Natural-language object grounding data:
++++++
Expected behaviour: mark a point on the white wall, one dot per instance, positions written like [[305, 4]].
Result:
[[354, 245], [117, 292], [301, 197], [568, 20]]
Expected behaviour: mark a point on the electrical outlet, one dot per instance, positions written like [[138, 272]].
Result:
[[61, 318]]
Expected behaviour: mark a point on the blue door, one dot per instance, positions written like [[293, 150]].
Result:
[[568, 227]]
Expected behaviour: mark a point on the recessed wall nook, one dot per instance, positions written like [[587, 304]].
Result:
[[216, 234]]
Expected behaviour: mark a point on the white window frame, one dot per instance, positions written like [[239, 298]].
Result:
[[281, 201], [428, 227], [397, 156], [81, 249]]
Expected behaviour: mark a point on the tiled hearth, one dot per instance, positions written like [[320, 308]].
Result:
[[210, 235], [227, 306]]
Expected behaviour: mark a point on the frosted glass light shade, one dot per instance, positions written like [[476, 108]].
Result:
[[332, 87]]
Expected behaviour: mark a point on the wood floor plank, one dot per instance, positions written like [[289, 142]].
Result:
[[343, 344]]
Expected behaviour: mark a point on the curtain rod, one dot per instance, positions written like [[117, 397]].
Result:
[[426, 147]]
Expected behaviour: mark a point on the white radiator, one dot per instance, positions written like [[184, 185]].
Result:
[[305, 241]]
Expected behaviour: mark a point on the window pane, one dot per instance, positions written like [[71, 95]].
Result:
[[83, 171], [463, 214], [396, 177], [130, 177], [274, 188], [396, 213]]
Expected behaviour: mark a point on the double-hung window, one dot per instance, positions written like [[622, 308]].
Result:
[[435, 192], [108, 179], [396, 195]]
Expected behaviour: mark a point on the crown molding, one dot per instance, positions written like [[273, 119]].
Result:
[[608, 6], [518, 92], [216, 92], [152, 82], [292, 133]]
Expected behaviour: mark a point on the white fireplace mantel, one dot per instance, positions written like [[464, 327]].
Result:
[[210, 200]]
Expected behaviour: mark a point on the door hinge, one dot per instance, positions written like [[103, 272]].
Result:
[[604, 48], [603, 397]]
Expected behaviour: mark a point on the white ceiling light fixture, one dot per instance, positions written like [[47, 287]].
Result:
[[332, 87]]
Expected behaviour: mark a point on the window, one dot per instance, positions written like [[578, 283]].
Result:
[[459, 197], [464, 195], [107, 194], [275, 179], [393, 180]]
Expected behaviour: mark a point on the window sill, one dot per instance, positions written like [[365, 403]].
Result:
++++++
REQUIREMENT | Scan the entries above for the string "window" and copy each line containing it.

SOLUTION FOR THIS PROBLEM |
Expected behaviour: mark a point on the white window frame, one dot per instance, positions written like [[239, 298]].
Expected behaviour: mark a point on the window pane, one dot per instance, positions written like [[71, 95]].
Expected behaviour: mark a point on the double-hung window, one dot per instance, positions written like [[622, 308]].
Expected behaviour: mark a point on the window, one dot per instance, positions written like [[578, 283]].
Expected behaviour: mark a point on the window sill, one dot per instance, positions written like [[365, 403]].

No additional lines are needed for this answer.